* What to do:
a: List every percentage figure that appears in the market commentary.
b: Swap "rough mask" for "coarse mask" in the listing. Write out the lines from the first line of the listing through the line that contains "box: [102, 93, 121, 113]", with nothing else changed.

* Reading passage:
Rosengren said that the November FOMC statement signalled a rate hike (that’s what likely convinced him not to dissent then) while Kaplan said that he would have backed a hike at the September or November meetings.  US retail sales jumped 0.8% (0.6% was expected) and that came with the sweetener of a four tenths upward revision to September.  The Atlanta Fed upped its estimate for Q4 GDPNow from 3.1% to 3.3% as a result, adding 0.3% to its Q4 estimate of consumption to 2.9%.

In the political sphere, running across wires in the past hour is confirmation that Paul Ryan will again be nominated as Speaker of the US House.  The USD is little changed in net terms from yesterday’s levels.

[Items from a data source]
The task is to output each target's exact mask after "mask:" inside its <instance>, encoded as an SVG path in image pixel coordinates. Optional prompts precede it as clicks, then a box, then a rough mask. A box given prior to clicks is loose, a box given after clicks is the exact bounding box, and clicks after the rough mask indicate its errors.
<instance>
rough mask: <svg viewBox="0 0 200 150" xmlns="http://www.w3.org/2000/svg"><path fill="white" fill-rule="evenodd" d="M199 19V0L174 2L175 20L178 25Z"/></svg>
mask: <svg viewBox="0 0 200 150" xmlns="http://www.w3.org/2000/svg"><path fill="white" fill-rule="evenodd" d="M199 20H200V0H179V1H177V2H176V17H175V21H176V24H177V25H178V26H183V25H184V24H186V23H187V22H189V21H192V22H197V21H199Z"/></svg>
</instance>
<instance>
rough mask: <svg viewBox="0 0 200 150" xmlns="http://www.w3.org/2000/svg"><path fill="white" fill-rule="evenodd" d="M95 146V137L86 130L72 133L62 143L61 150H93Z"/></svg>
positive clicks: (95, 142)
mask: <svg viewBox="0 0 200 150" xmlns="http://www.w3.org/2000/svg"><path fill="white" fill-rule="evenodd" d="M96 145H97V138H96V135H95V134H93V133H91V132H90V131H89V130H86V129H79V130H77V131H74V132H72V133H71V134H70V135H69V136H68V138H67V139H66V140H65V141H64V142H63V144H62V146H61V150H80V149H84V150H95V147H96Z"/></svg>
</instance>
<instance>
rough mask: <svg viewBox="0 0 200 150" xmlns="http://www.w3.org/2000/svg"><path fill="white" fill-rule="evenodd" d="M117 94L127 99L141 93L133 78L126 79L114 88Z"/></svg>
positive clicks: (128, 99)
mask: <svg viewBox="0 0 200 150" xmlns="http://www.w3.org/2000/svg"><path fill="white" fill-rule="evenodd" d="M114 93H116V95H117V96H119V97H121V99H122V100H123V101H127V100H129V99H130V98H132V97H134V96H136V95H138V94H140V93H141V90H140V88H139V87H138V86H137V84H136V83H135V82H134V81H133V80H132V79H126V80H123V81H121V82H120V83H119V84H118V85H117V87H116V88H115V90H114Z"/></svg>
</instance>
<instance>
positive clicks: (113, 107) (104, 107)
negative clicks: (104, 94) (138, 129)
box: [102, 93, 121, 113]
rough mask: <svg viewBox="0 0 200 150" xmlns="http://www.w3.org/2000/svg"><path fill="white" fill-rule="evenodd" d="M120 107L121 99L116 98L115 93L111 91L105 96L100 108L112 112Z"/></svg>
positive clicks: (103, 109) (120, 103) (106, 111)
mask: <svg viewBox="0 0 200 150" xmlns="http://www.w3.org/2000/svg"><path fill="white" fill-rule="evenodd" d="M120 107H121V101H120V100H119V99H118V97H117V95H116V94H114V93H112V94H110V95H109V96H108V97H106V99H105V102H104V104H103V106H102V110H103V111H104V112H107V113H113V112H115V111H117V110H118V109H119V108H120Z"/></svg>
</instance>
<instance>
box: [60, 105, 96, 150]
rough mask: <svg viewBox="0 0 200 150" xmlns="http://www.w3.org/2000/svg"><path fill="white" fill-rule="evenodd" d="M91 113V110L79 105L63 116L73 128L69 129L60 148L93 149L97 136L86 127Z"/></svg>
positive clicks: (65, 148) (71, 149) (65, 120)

* Exercise answers:
a: 0.8%, 0.6%, 3.1%, 3.3%, 0.3%, 2.9%

b:
The task is to output each target's exact mask after "mask:" inside its <instance>, encoded as an SVG path in image pixel coordinates. Optional prompts precede it as clicks, then a box, then a coarse mask. A box given prior to clicks is loose, a box given after clicks is the exact bounding box, and clicks after the coarse mask indicate its errors.
<instance>
coarse mask: <svg viewBox="0 0 200 150" xmlns="http://www.w3.org/2000/svg"><path fill="white" fill-rule="evenodd" d="M199 19V0L174 2L175 20L178 25Z"/></svg>
mask: <svg viewBox="0 0 200 150" xmlns="http://www.w3.org/2000/svg"><path fill="white" fill-rule="evenodd" d="M199 20H200V0H179V1H177V2H176V17H175V21H176V24H177V25H178V26H183V25H184V24H186V23H187V22H189V21H192V22H197V21H199Z"/></svg>
</instance>
<instance>
coarse mask: <svg viewBox="0 0 200 150" xmlns="http://www.w3.org/2000/svg"><path fill="white" fill-rule="evenodd" d="M95 146V137L86 130L72 133L62 143L61 150H93Z"/></svg>
positive clicks: (95, 142)
mask: <svg viewBox="0 0 200 150" xmlns="http://www.w3.org/2000/svg"><path fill="white" fill-rule="evenodd" d="M96 145H97V138H96V135H95V134H93V133H91V132H90V131H89V130H86V129H79V130H77V131H74V132H72V133H71V134H70V135H69V136H68V138H67V139H66V140H65V141H64V142H63V144H62V146H61V150H80V149H84V150H95V147H96Z"/></svg>
</instance>
<instance>
coarse mask: <svg viewBox="0 0 200 150" xmlns="http://www.w3.org/2000/svg"><path fill="white" fill-rule="evenodd" d="M117 94L127 99L141 93L133 78L126 79L114 88Z"/></svg>
positive clicks: (128, 99)
mask: <svg viewBox="0 0 200 150" xmlns="http://www.w3.org/2000/svg"><path fill="white" fill-rule="evenodd" d="M114 93H116V95H117V96H119V97H121V99H122V100H123V101H127V100H129V99H130V98H132V97H134V96H136V95H138V94H140V93H141V90H140V88H139V87H138V86H137V84H136V83H135V82H134V81H133V80H132V79H126V80H123V81H121V82H120V83H119V84H118V85H117V87H116V88H115V90H114Z"/></svg>
</instance>
<instance>
positive clicks: (113, 107) (104, 107)
negative clicks: (104, 94) (138, 129)
box: [102, 93, 121, 113]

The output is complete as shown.